┌─ Data shown

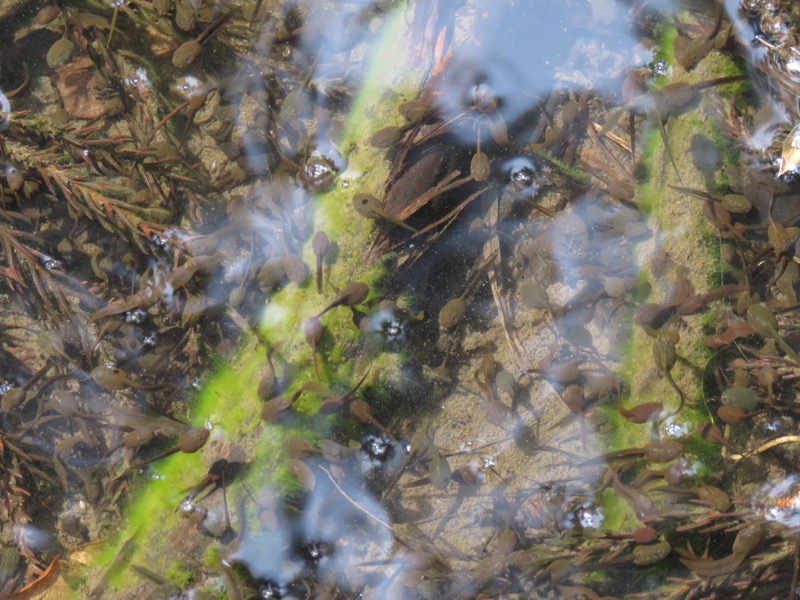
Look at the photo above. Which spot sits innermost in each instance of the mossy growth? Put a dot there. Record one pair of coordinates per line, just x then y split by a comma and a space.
229, 398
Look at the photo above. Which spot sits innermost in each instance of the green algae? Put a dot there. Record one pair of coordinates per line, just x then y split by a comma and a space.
644, 382
229, 398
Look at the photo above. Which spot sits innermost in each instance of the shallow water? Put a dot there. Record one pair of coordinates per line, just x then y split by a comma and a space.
526, 394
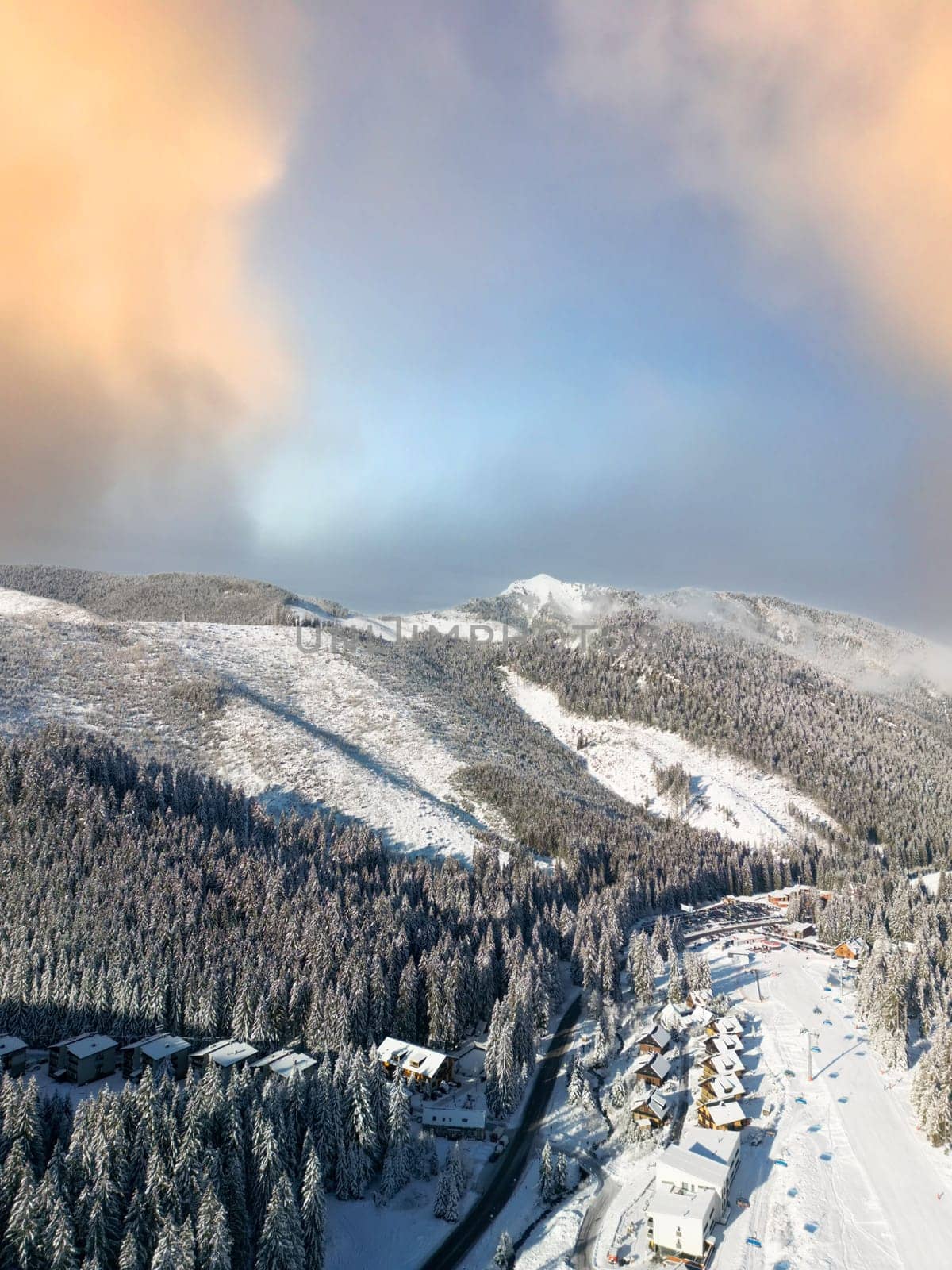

└─

* Written exercise
Rewrite every entry above, including its wording, and shift each answer coordinate by adding 42 to both the x and the y value. Leave the pictures out.

* Problem solution
Look at the photo above. Which spot sits innermost in each instance of the mossy growth? Put a dot there. Record one pair of coordinates per line, just x then y split by a comma and a space.
271, 440
Look at the photo above. Which spot sits innermost in each instance of the green algae? Put a dot there. Record one pair of coordinates per line, just x then y split by a comma and a space.
686, 424
271, 440
Look at the photo above. Which spot sits innermost in each instance of the shallow water? Put a dot there. Record one pair of coordinates per line, just x then y split by a comma and a space.
568, 436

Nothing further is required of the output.